■ TASK STATEMENT ■
Only the text of the records belongs in the answer; the pictures must be dropped.

(DATASET CONTENT Opens)

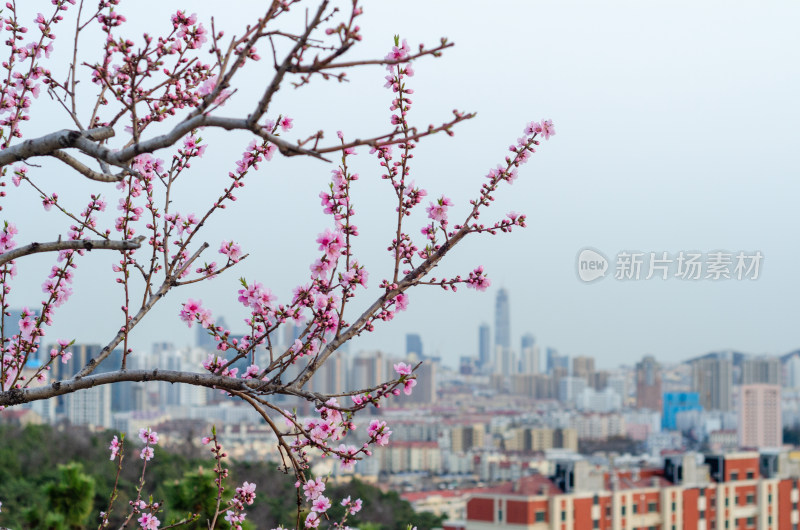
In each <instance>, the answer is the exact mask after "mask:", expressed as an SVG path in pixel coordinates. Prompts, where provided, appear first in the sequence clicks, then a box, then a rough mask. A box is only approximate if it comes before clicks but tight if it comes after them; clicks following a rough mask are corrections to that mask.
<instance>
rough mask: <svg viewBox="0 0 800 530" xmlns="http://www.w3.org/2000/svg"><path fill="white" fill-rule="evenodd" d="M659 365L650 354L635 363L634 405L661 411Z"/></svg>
mask: <svg viewBox="0 0 800 530" xmlns="http://www.w3.org/2000/svg"><path fill="white" fill-rule="evenodd" d="M662 404H663V400H662V394H661V365H660V364H658V361H656V359H655V357H653V356H652V355H647V356H645V358H644V359H642V360H641V361H639V362H638V363H636V406H637V407H638V408H640V409H648V410H655V411H659V412H661V409H662V406H663V405H662Z"/></svg>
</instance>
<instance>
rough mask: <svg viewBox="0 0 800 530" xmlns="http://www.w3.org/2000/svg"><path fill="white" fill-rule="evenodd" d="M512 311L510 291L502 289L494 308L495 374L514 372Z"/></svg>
mask: <svg viewBox="0 0 800 530" xmlns="http://www.w3.org/2000/svg"><path fill="white" fill-rule="evenodd" d="M510 313H511V310H510V309H509V305H508V291H507V290H505V289H500V290H499V291H498V292H497V300H496V302H495V307H494V373H496V374H501V375H503V376H506V377H507V376H509V375H511V373H512V372H513V371H514V368H515V363H514V353H513V352H512V351H511V316H510Z"/></svg>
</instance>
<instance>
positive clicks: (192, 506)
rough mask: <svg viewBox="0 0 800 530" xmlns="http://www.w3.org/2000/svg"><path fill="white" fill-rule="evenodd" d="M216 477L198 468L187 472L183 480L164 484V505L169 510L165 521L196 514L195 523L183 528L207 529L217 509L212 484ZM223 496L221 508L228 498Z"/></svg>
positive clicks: (226, 496) (188, 525)
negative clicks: (188, 515) (208, 521)
mask: <svg viewBox="0 0 800 530" xmlns="http://www.w3.org/2000/svg"><path fill="white" fill-rule="evenodd" d="M215 478H216V475H215V474H214V472H213V471H211V470H210V469H203V468H199V469H197V470H196V471H187V472H185V473H184V474H183V478H181V479H180V480H175V481H173V482H172V483H167V484H164V493H165V494H166V505H167V508H168V510H169V516H168V517H167V521H170V522H174V521H178V520H180V519H182V518H184V517H186V516H187V515H188V514H196V515H198V516H199V517H198V518H197V521H195V522H194V523H192V524H191V525H187V526H184V527H183V528H198V529H200V528H208V521H211V520H212V519H213V518H214V512H215V511H216V509H217V487H216V484H215V483H214V479H215ZM230 497H231V496H230V494H229V493H227V491H226V494H225V495H224V496H223V499H222V503H223V504H222V506H224V505H225V504H224V503H225V502H226V501H227V500H228V499H229V498H230Z"/></svg>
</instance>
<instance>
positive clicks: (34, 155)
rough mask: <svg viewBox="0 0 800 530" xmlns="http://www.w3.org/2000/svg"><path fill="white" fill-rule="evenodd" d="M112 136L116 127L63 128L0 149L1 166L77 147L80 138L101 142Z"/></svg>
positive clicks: (113, 134)
mask: <svg viewBox="0 0 800 530" xmlns="http://www.w3.org/2000/svg"><path fill="white" fill-rule="evenodd" d="M112 136H114V129H112V128H111V127H98V128H96V129H89V130H88V131H70V130H69V129H63V130H61V131H58V132H54V133H50V134H48V135H46V136H41V137H39V138H31V139H30V140H25V141H24V142H22V143H21V144H17V145H15V146H12V147H9V148H8V149H5V150H4V151H0V167H3V166H6V165H8V164H13V163H14V162H19V161H21V160H26V159H28V158H31V157H34V156H47V155H52V154H53V152H54V151H57V150H58V149H63V148H66V147H75V144H76V142H77V141H78V140H79V139H81V140H84V141H92V142H99V141H101V140H107V139H109V138H111V137H112Z"/></svg>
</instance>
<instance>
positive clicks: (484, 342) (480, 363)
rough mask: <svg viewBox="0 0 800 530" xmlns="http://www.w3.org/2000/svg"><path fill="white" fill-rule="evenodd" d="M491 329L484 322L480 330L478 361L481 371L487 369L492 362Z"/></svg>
mask: <svg viewBox="0 0 800 530" xmlns="http://www.w3.org/2000/svg"><path fill="white" fill-rule="evenodd" d="M490 335H491V328H490V327H489V324H487V323H486V322H484V323H483V324H481V326H480V327H479V328H478V361H479V362H480V365H481V369H485V368H486V367H487V366H489V363H490V362H491V352H492V341H491V339H490Z"/></svg>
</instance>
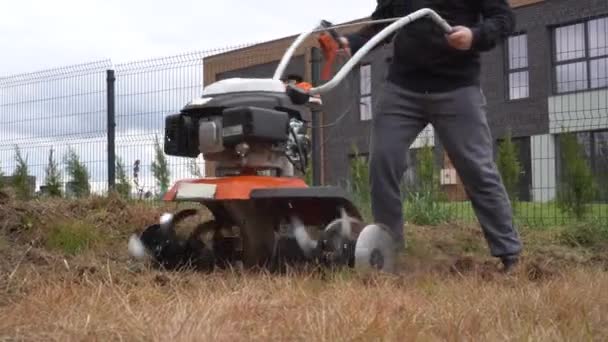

(DATASET CONTENT Closes)

■ TASK SOLUTION ■
In each <instance>, the answer is the exact mask after "mask:", expressed as an SVG path in pixel coordinates. Prompts, where provided, appear first in the sequence clicks, then a box, then a rough mask. A box is only approximate if it comes before clicks but tight if it comes after them; clicks following a rough mask are corrections to that mask.
<instance>
rough mask: <svg viewBox="0 0 800 530" xmlns="http://www.w3.org/2000/svg"><path fill="white" fill-rule="evenodd" d="M659 365L650 354L635 363L634 405L661 411Z"/></svg>
mask: <svg viewBox="0 0 800 530" xmlns="http://www.w3.org/2000/svg"><path fill="white" fill-rule="evenodd" d="M662 404H663V400H662V394H661V365H660V364H658V361H656V359H655V357H653V356H652V355H647V356H645V358H644V359H642V360H641V361H639V362H638V363H636V406H637V407H638V408H640V409H648V410H655V411H659V412H661V409H662V406H663V405H662Z"/></svg>
</instance>
<instance>
rough mask: <svg viewBox="0 0 800 530" xmlns="http://www.w3.org/2000/svg"><path fill="white" fill-rule="evenodd" d="M512 311L510 291L502 289L494 308L495 374L514 372Z"/></svg>
mask: <svg viewBox="0 0 800 530" xmlns="http://www.w3.org/2000/svg"><path fill="white" fill-rule="evenodd" d="M510 313H511V310H510V309H509V305H508V291H507V290H505V289H500V290H499V291H498V292H497V300H496V302H495V307H494V373H496V374H501V375H503V376H506V377H507V376H509V375H511V373H512V372H513V371H514V368H515V363H514V353H513V352H512V351H511V316H510Z"/></svg>
</instance>
<instance>
positive clicks: (192, 506)
rough mask: <svg viewBox="0 0 800 530" xmlns="http://www.w3.org/2000/svg"><path fill="white" fill-rule="evenodd" d="M216 477L198 468L187 472L183 480L164 484V505L169 510L165 521L196 514L195 523L183 528L207 529L217 509L212 484ZM223 496L221 508L228 498Z"/></svg>
positive clicks: (226, 496) (188, 525)
negative clicks: (188, 515) (208, 521)
mask: <svg viewBox="0 0 800 530" xmlns="http://www.w3.org/2000/svg"><path fill="white" fill-rule="evenodd" d="M215 478H216V475H215V474H214V472H213V471H211V470H210V469H203V468H199V469H197V470H196V471H187V472H185V473H184V474H183V478H181V479H180V480H175V481H173V482H172V483H167V484H164V493H165V494H166V505H167V508H168V510H169V516H168V517H167V521H170V522H174V521H178V520H180V519H182V518H184V517H186V516H187V515H188V514H196V515H198V516H199V517H198V518H197V521H195V522H194V523H192V524H191V525H187V526H184V527H183V528H198V529H200V528H208V521H211V520H212V519H213V518H214V512H215V511H216V509H217V487H216V484H215V483H214V479H215ZM230 497H231V496H230V494H229V493H227V491H226V494H225V495H224V496H223V499H222V503H223V504H222V506H224V505H225V504H224V503H225V502H226V501H227V500H228V499H229V498H230Z"/></svg>
</instance>
<instance>
positive clicks: (34, 155)
rough mask: <svg viewBox="0 0 800 530" xmlns="http://www.w3.org/2000/svg"><path fill="white" fill-rule="evenodd" d="M112 136L116 127L63 128L0 149L1 166L77 147L80 138L101 142Z"/></svg>
positive clicks: (113, 134)
mask: <svg viewBox="0 0 800 530" xmlns="http://www.w3.org/2000/svg"><path fill="white" fill-rule="evenodd" d="M112 136H114V129H112V128H111V127H98V128H96V129H89V130H88V131H70V130H69V129H63V130H61V131H58V132H54V133H50V134H48V135H46V136H41V137H39V138H31V139H30V140H25V141H24V142H22V143H21V144H17V145H15V146H12V147H9V148H8V149H5V150H4V151H0V167H3V166H6V165H8V164H13V163H14V162H19V161H21V160H26V159H28V158H31V157H34V156H47V155H52V154H53V152H54V151H57V150H58V149H63V148H66V147H75V144H76V142H77V141H78V140H79V139H81V140H84V141H92V142H99V141H101V140H107V139H109V138H111V137H112Z"/></svg>
</instance>
<instance>
positive clicks: (484, 342) (480, 363)
rough mask: <svg viewBox="0 0 800 530" xmlns="http://www.w3.org/2000/svg"><path fill="white" fill-rule="evenodd" d="M491 329L484 322L480 330L478 361L481 371L487 369L492 362Z"/></svg>
mask: <svg viewBox="0 0 800 530" xmlns="http://www.w3.org/2000/svg"><path fill="white" fill-rule="evenodd" d="M490 335H491V328H490V327H489V324H487V323H486V322H484V323H483V324H481V326H480V327H479V328H478V361H479V362H480V365H481V369H485V368H486V367H487V366H489V363H490V362H491V352H492V341H491V339H490Z"/></svg>
</instance>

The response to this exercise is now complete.